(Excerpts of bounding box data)
=====
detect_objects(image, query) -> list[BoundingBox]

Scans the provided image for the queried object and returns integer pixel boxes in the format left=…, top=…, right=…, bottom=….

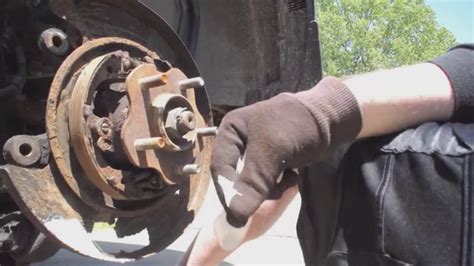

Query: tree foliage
left=316, top=0, right=455, bottom=76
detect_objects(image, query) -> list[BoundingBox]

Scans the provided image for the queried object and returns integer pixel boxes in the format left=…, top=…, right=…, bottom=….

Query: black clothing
left=433, top=44, right=474, bottom=123
left=297, top=45, right=474, bottom=265
left=297, top=123, right=474, bottom=266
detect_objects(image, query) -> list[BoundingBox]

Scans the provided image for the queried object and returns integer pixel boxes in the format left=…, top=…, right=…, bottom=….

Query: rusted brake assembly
left=1, top=38, right=216, bottom=262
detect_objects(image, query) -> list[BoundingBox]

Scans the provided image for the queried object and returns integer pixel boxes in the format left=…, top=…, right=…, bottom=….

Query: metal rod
left=138, top=73, right=168, bottom=89
left=196, top=127, right=217, bottom=136
left=134, top=137, right=166, bottom=151
left=178, top=77, right=204, bottom=91
left=178, top=164, right=201, bottom=175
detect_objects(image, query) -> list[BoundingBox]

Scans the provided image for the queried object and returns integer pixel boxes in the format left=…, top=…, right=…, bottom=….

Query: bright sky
left=425, top=0, right=474, bottom=43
=====
> **GIVEN TASK**:
Convert every line of the records above into a numbered list, skipping blank lines and omitting the pictures.

> **EXERCISE OUTPUT**:
1. detect_objects(image, query) -> list[BoundingBox]
2. Scans the provided image for the queried object and returns integer pixel boxes in the format left=…, top=…, right=…, bottom=….
3. Query: tree foliage
4. left=316, top=0, right=455, bottom=76
5. detect_objects(image, query) -> list[BoundingBox]
6. Scans the provided image for the queried object and returns integer pixel boxes in the format left=…, top=…, right=…, bottom=….
7. Query: black clothing
8. left=433, top=44, right=474, bottom=123
9. left=297, top=45, right=474, bottom=265
10. left=297, top=123, right=474, bottom=266
11. detect_objects(image, query) -> list[BoundingBox]
12. Scans the provided image for the queried object and returns integer pixel boxes in the format left=…, top=…, right=…, bottom=….
13. Query: rusted brake assembly
14. left=1, top=38, right=216, bottom=262
15. detect_objects(image, query) -> list[BoundingBox]
16. Scans the provided image for the queried object and returns integer pixel boxes in the format left=…, top=…, right=…, bottom=….
17. Query: metal rod
18. left=138, top=73, right=168, bottom=89
19. left=196, top=127, right=217, bottom=136
20. left=134, top=137, right=166, bottom=151
21. left=178, top=77, right=204, bottom=91
22. left=178, top=164, right=201, bottom=175
23. detect_objects(image, query) -> list[BoundingBox]
24. Scans the provided image for the queried object and returns integer pixel boxes in the format left=…, top=…, right=…, bottom=….
25. Query: bright sky
26. left=425, top=0, right=474, bottom=43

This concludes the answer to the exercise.